## [Work instructions]
Reproduce the material word for word, from the line containing "tag=dirt ground" through the last line of the material.

## [Given information]

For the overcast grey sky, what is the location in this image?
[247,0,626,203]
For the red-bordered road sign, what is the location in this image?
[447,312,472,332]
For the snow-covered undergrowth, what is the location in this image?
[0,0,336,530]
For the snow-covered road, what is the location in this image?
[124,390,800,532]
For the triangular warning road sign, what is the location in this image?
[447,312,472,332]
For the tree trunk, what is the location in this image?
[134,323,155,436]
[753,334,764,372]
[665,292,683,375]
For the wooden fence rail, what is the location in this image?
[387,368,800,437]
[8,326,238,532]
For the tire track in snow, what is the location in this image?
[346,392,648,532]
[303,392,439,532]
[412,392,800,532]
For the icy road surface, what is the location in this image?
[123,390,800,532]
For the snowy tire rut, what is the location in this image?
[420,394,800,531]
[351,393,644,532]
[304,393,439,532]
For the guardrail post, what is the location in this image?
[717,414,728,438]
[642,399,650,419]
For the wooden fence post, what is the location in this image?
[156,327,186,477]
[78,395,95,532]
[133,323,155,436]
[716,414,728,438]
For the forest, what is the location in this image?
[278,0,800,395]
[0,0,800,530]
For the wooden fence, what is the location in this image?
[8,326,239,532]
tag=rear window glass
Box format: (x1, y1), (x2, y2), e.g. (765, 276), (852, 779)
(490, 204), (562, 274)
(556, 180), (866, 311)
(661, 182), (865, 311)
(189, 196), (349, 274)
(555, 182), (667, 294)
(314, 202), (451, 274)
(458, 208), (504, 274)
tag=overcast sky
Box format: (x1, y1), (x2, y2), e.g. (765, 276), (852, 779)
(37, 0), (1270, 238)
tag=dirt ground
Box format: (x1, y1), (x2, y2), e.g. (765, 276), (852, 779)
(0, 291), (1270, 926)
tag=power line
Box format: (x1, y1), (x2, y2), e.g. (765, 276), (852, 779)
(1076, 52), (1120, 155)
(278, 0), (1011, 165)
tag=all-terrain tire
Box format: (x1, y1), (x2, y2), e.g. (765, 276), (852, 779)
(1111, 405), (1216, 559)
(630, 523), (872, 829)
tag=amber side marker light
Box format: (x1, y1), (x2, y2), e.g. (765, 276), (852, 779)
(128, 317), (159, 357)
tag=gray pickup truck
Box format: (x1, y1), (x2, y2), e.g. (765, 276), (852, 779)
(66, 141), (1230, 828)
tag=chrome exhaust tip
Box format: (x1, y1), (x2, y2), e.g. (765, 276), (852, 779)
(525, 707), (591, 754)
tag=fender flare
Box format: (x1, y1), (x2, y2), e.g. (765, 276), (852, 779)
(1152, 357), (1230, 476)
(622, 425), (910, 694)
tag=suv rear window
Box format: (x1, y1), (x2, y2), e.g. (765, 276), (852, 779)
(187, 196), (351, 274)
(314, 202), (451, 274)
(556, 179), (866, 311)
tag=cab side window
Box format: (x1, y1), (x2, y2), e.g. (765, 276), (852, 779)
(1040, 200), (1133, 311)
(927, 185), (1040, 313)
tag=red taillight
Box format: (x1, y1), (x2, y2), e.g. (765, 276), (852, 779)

## [Result of the task]
tag=dirt ground
Box format: (x1, y1), (x2, y2), e.g. (765, 276), (852, 779)
(0, 291), (1270, 926)
tag=power line
Box format: (x1, y1), (x2, y2), e.g. (765, 276), (852, 779)
(1076, 52), (1120, 155)
(278, 0), (1011, 165)
tag=all-terrain tire
Box format: (x1, y1), (x2, y2), e.g. (765, 276), (852, 779)
(1111, 405), (1216, 559)
(630, 523), (872, 829)
tag=amber side marker light
Box format: (x1, y1), (x2, y2), e.g. (765, 276), (852, 779)
(128, 317), (159, 357)
tag=gray pickup truck
Box format: (x1, y1), (x2, y2), e.g. (765, 276), (852, 779)
(66, 141), (1230, 828)
tag=chrome exhaust tip
Box format: (x1, y1), (x2, y2), e.g. (765, 276), (852, 779)
(525, 707), (591, 754)
tag=fender flare
Box format: (x1, y1), (x2, y2), e.g. (765, 276), (852, 779)
(1152, 357), (1230, 476)
(622, 425), (910, 694)
tag=suv rear window
Box format: (x1, y1), (x2, y2), e.g. (765, 276), (852, 779)
(187, 196), (351, 274)
(314, 202), (451, 274)
(556, 179), (866, 311)
tag=cab side window
Box format: (x1, y1), (x2, y2), e.g. (765, 276), (852, 779)
(1040, 200), (1133, 311)
(927, 185), (1040, 313)
tag=red taillight
Box format: (x1, y1), (x2, y2), e.g. (765, 276), (852, 779)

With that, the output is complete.